### Task to carry out
Reproduce the material below word for word, taking everything from the line that contains "of the downspout" down to the line that contains "column 554, row 75", with both of those lines included.

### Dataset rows
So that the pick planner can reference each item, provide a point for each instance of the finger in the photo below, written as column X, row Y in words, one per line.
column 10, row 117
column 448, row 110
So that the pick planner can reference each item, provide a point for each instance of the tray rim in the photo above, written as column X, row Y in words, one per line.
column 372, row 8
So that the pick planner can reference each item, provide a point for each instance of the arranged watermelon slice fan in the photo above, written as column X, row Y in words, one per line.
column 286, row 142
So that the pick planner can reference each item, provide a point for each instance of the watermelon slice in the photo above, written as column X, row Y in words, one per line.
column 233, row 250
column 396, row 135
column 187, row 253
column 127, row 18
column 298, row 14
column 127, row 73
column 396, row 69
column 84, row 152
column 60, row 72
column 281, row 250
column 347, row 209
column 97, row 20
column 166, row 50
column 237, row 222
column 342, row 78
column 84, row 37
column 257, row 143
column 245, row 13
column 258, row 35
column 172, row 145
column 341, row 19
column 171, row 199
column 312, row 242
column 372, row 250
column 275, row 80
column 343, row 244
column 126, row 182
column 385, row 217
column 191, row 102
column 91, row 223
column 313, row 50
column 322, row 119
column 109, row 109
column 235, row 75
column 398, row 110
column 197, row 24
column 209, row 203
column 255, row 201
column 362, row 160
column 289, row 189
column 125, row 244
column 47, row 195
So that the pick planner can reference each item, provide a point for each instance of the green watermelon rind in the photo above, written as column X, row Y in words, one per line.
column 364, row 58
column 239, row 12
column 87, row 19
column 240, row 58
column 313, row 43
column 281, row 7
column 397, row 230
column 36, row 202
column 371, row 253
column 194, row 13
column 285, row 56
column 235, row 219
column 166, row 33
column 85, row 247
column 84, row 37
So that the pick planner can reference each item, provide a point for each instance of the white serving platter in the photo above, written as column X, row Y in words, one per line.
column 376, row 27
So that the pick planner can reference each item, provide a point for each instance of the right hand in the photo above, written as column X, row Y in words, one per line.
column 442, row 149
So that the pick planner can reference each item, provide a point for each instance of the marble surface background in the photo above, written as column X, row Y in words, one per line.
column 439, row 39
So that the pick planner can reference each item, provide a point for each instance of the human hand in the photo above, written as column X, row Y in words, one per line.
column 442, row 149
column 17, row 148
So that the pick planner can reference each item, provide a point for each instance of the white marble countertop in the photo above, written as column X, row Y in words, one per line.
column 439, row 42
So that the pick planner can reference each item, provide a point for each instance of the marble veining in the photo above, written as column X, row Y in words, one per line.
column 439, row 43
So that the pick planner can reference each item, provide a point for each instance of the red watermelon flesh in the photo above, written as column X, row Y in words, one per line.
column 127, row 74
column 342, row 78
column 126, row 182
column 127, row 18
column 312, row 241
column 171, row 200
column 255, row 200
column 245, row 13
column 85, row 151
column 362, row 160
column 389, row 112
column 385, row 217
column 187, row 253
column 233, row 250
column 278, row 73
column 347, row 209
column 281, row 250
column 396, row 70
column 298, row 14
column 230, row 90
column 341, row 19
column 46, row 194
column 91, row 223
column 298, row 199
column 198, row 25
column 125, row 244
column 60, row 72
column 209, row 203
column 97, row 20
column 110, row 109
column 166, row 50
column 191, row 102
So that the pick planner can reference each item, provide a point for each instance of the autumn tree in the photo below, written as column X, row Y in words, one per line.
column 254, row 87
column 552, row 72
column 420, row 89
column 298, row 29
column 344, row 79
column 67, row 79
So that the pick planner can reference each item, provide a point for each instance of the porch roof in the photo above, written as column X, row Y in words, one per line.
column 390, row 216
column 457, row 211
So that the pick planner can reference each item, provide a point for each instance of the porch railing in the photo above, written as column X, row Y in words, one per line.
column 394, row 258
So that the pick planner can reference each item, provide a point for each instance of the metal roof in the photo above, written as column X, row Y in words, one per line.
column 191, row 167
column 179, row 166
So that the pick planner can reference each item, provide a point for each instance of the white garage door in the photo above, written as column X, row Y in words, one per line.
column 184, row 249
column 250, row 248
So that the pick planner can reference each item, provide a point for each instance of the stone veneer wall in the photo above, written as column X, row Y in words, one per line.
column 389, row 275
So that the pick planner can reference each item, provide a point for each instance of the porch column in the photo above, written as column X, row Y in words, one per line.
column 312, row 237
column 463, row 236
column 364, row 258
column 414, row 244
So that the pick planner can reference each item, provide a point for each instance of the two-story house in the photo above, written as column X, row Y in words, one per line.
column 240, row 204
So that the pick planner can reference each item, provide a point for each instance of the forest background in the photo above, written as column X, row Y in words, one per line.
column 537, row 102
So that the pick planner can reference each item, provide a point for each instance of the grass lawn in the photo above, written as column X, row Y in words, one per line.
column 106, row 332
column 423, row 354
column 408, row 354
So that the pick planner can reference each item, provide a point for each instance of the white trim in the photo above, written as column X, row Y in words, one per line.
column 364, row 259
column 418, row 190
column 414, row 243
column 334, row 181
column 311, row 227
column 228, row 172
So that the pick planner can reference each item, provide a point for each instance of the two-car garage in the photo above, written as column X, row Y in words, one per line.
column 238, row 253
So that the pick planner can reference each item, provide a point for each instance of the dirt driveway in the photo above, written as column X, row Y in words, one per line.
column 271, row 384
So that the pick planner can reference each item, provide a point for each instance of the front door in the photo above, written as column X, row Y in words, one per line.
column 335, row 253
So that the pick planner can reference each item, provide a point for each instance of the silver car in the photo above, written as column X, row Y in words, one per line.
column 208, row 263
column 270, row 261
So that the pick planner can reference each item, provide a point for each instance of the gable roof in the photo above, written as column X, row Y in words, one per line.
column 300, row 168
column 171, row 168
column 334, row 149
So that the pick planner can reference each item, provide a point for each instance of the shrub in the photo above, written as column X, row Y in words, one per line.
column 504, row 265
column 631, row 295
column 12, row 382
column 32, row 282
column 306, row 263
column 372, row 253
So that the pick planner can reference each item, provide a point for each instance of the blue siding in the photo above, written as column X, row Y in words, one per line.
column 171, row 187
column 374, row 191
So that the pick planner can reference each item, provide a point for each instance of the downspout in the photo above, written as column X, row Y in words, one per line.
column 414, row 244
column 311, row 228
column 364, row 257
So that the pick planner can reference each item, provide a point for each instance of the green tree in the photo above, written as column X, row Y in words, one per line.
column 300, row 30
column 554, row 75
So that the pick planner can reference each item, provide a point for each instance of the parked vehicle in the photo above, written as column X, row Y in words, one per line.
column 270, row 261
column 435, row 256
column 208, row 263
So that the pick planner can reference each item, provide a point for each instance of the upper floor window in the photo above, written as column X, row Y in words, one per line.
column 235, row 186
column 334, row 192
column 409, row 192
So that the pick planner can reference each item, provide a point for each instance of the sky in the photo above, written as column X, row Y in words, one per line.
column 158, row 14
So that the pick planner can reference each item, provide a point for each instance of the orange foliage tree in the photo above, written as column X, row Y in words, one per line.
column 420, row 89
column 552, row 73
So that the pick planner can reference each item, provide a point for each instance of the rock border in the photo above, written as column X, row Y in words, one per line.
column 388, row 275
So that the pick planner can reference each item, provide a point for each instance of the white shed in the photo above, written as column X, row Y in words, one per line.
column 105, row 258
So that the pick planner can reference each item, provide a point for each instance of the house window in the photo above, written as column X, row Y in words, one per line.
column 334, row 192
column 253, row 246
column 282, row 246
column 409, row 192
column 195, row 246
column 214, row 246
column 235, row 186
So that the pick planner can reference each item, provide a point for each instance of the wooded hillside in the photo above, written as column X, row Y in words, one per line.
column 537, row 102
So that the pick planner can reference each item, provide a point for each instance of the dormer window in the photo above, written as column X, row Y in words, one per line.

### Worked answer
So that the pick planner can reference each item, provide a point for each instance of the downspout in the photo above, written as column X, row Y in words, one per line.
column 414, row 244
column 311, row 228
column 364, row 257
So that the pick planner can reference each item, provide a point for each instance of the green tree in the photo above, written as column X, row Y in words, one per line.
column 300, row 30
column 554, row 75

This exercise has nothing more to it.